*To do*. Please recast every line of the items below as a Markdown table with two columns, No. for the row number and Text for the line, skipping blank lines. Leave the pictures out of your answer.

*Task material*.
------
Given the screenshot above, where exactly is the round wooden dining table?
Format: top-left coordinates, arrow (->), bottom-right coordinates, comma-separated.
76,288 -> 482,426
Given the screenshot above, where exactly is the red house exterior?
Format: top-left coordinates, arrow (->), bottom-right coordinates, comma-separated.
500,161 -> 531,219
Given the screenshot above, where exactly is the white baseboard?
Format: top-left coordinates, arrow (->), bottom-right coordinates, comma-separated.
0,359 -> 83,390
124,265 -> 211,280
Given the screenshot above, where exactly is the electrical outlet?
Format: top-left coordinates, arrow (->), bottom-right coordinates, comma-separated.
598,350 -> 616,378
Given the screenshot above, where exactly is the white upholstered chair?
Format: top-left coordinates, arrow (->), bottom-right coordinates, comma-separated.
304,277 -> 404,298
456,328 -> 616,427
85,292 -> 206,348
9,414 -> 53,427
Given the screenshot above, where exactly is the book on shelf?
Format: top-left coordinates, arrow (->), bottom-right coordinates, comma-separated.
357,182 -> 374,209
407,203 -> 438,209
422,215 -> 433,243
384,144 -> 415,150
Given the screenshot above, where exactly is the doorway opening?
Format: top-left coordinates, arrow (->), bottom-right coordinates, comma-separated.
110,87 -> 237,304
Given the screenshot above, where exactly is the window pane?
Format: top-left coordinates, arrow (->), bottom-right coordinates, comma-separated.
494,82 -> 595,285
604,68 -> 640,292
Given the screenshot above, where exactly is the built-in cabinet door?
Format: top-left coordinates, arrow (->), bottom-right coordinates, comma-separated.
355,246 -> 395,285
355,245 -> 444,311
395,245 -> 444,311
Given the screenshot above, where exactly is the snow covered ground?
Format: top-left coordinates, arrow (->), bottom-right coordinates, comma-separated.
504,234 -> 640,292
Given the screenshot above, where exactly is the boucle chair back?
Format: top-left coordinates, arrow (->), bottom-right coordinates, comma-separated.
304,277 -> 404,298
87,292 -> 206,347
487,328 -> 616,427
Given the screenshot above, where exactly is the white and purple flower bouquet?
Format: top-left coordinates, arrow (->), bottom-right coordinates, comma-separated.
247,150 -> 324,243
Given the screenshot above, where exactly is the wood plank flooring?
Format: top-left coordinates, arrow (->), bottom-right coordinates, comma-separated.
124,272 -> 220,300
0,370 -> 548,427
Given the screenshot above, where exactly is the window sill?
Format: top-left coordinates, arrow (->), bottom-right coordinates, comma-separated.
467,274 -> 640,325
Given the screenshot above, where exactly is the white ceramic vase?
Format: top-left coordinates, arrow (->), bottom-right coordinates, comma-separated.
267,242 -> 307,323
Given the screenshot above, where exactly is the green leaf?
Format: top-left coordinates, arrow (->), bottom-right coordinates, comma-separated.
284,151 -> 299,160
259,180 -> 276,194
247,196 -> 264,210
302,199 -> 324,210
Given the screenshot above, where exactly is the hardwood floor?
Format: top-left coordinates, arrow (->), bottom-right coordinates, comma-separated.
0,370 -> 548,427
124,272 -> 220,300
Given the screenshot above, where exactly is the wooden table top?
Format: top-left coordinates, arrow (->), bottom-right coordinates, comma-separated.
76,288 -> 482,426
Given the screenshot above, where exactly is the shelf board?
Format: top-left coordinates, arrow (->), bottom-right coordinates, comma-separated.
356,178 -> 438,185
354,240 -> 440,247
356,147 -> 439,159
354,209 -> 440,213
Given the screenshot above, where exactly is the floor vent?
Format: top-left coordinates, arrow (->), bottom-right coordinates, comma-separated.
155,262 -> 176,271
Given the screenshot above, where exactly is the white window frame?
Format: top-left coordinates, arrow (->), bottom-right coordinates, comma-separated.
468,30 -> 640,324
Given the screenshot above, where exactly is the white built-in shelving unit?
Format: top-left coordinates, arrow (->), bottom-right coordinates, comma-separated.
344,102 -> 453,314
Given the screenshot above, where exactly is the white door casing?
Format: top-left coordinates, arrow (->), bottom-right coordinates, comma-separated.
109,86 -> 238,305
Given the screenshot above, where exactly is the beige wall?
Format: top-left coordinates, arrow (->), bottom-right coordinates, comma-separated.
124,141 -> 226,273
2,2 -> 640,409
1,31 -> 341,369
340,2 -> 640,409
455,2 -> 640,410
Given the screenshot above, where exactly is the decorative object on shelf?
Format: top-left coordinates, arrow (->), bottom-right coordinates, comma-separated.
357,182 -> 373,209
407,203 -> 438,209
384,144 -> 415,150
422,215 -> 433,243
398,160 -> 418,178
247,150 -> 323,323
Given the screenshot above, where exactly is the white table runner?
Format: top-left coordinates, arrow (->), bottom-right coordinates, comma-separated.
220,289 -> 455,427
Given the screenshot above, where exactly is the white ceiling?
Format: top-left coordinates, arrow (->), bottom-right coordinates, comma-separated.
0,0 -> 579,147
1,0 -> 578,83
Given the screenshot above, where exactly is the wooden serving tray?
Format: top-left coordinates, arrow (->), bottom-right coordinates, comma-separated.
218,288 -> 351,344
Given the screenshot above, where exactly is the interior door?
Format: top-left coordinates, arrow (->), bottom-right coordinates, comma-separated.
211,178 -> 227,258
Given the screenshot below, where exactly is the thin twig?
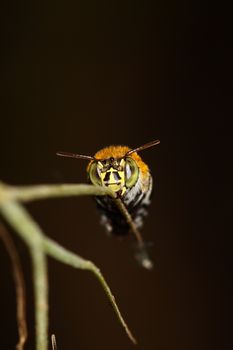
------
*Complete response*.
| No. | Text |
|---|---|
| 1 | Given the screenshot above, where exactly is the round wooden dining table? |
| 2 | Format: top-left coordinates, arrow (->), bottom-right coordinates, comma-separated. |
| 3 | 76,288 -> 482,426 |
| 4 | Given the screenshot above, where exactly is the red house exterior? |
| 5 | Format: top-left coordinates, arrow (->), bottom-right coordinates, comma-separated. |
| 6 | 500,161 -> 531,219 |
| 7 | Given the screenshot above, where exactly is the white baseboard? |
| 8 | Format: top-left coordinates, arrow (->), bottom-right coordinates, comma-separated. |
| 9 | 0,359 -> 83,390 |
| 10 | 124,265 -> 211,280 |
| 11 | Given the screenshot above, where exactly is the electrical outlet? |
| 12 | Format: top-left coordinates, arrow (->), bottom-right coordinates, comma-separated. |
| 13 | 598,350 -> 616,378 |
| 14 | Given the screenshot above, where exactly is the white upholstered chair? |
| 15 | Format: top-left coordinates, arrow (->), bottom-right coordinates, comma-separated. |
| 16 | 304,277 -> 404,298 |
| 17 | 456,328 -> 616,427 |
| 18 | 85,292 -> 206,348 |
| 19 | 9,414 -> 53,427 |
| 20 | Given the screenshot above, where exactly is the book on shelf? |
| 21 | Format: top-left coordinates, arrow (->), bottom-right coordinates, comma-separated. |
| 22 | 357,182 -> 374,209 |
| 23 | 407,203 -> 438,209 |
| 24 | 422,215 -> 433,243 |
| 25 | 384,144 -> 415,150 |
| 26 | Given the screenshot above, where exactly is the doorway opening? |
| 27 | Format: top-left coordinates, arrow (->), bottom-right coordinates, comma-separated. |
| 28 | 110,87 -> 237,304 |
| 29 | Given the screenshot above, where exactly is the window pane? |
| 30 | Format: top-left coordinates, arrow (->), bottom-right coordinates, comma-separated. |
| 31 | 494,82 -> 595,285 |
| 32 | 604,68 -> 640,292 |
| 33 | Given the screenshot above, where exactly is the built-in cabinet door? |
| 34 | Format: top-left coordinates, arrow (->), bottom-right coordinates, comma-separated. |
| 35 | 355,246 -> 395,285 |
| 36 | 355,245 -> 444,311 |
| 37 | 395,245 -> 444,311 |
| 38 | Given the screenshot above, where exactly is the snow covered ground? |
| 39 | Format: top-left coordinates, arrow (->), bottom-right coordinates, comma-separated. |
| 40 | 504,234 -> 640,292 |
| 41 | Given the screenshot above, where exactly is the boucle chair back? |
| 42 | Format: top-left coordinates, arrow (->), bottom-right coordinates, comma-separated. |
| 43 | 304,277 -> 404,298 |
| 44 | 87,292 -> 206,347 |
| 45 | 487,328 -> 616,427 |
| 46 | Given the screenshot above, where exactly is the white and purple flower bouquet? |
| 47 | Format: top-left coordinates, arrow (->), bottom-right coordinates, comma-separated. |
| 48 | 247,150 -> 324,243 |
| 49 | Given the screenshot above, where exactly is the wood plank flooring? |
| 50 | Format: top-left coordinates, arrow (->), bottom-right coordinates, comma-separated. |
| 51 | 124,272 -> 220,300 |
| 52 | 0,370 -> 548,427 |
| 53 | Given the screenshot above, where exactly is the window sill? |
| 54 | Format: top-left coordinates, arrow (->), bottom-right coordinates, comma-separated. |
| 55 | 467,274 -> 640,325 |
| 56 | Given the screenshot above, where exactly is the white ceramic vase? |
| 57 | Format: top-left coordinates, arrow (->), bottom-right coordinates, comma-separated. |
| 58 | 267,242 -> 307,323 |
| 59 | Given the screenshot above, where exactly is the green leaf? |
| 60 | Format: top-left coordinates, arrow (->), bottom-right coordinates, comma-separated. |
| 61 | 284,151 -> 299,160 |
| 62 | 259,180 -> 276,194 |
| 63 | 247,196 -> 264,210 |
| 64 | 302,199 -> 324,210 |
| 65 | Given the screenshot above, where exactly is the hardwood floor? |
| 66 | Format: top-left coordinates, arrow (->), bottom-right coordinates, comma-separated. |
| 67 | 0,370 -> 548,427 |
| 68 | 124,272 -> 220,300 |
| 69 | Given the screenshot above, where exactly is the wooden table top? |
| 70 | Format: top-left coordinates, arrow (->), bottom-right coordinates, comma-separated. |
| 71 | 76,288 -> 482,426 |
| 72 | Given the screenshot above, where exactly is the shelf board? |
| 73 | Format: top-left coordinates, arrow (->), bottom-right coordinates, comma-separated. |
| 74 | 356,178 -> 438,185 |
| 75 | 354,240 -> 440,247 |
| 76 | 356,147 -> 439,159 |
| 77 | 354,209 -> 440,213 |
| 78 | Given the screenshot above, where exactly is the floor vent? |
| 79 | Format: top-left coordinates, arrow (->), bottom-right coordinates, comma-separated. |
| 80 | 155,262 -> 176,271 |
| 81 | Given the screenshot above, where exactly is the white window frame? |
| 82 | Format: top-left coordinates, arrow (->), bottom-right coordinates, comma-separated. |
| 83 | 468,30 -> 640,324 |
| 84 | Given the screenshot above, where exactly is the white built-in shelving unit? |
| 85 | Format: top-left coordinates, arrow (->), bottom-right coordinates, comma-separated. |
| 86 | 344,102 -> 453,314 |
| 87 | Given the screenshot above, where exactly is the white door casing? |
| 88 | Format: top-left coordinates, arrow (->), bottom-right coordinates, comma-separated. |
| 89 | 109,86 -> 238,305 |
| 90 | Given the screenshot above, where exactly is the beige wall? |
| 91 | Format: top-left coordinates, arrow (->), bottom-right coordinates, comma-separated. |
| 92 | 124,141 -> 226,273 |
| 93 | 2,2 -> 640,409 |
| 94 | 1,31 -> 341,369 |
| 95 | 340,2 -> 640,409 |
| 96 | 455,2 -> 640,410 |
| 97 | Given the screenshot above, where exactly is the decorative object on shelf? |
| 98 | Format: top-left coordinates, arrow (->), bottom-right coordinates, comma-separated. |
| 99 | 357,182 -> 373,209 |
| 100 | 407,203 -> 438,209 |
| 101 | 384,144 -> 415,150 |
| 102 | 422,215 -> 433,243 |
| 103 | 398,160 -> 418,178 |
| 104 | 247,150 -> 323,323 |
| 105 | Given the screenshot above, where exactly is the white table runner? |
| 106 | Format: top-left coordinates, arrow (->), bottom-right coordinates, comma-separated. |
| 107 | 220,289 -> 455,427 |
| 108 | Given the screenshot above, where exactly is the white ceiling? |
| 109 | Format: top-left coordinates, arrow (->), bottom-right coordinates, comma-separated. |
| 110 | 0,0 -> 579,147 |
| 111 | 1,0 -> 578,83 |
| 112 | Given the screenshot above, where exactly is the wooden serving tray? |
| 113 | Format: top-left coordinates, arrow (->), bottom-right coordinates, comma-separated. |
| 114 | 218,288 -> 351,344 |
| 115 | Given the screenshot above, where exactly is the interior door? |
| 116 | Format: top-left coordinates, arrow (->), bottom-right coordinates, comma-separated. |
| 117 | 211,178 -> 227,258 |
| 118 | Given the screenshot below, where exactly is the thin twig? |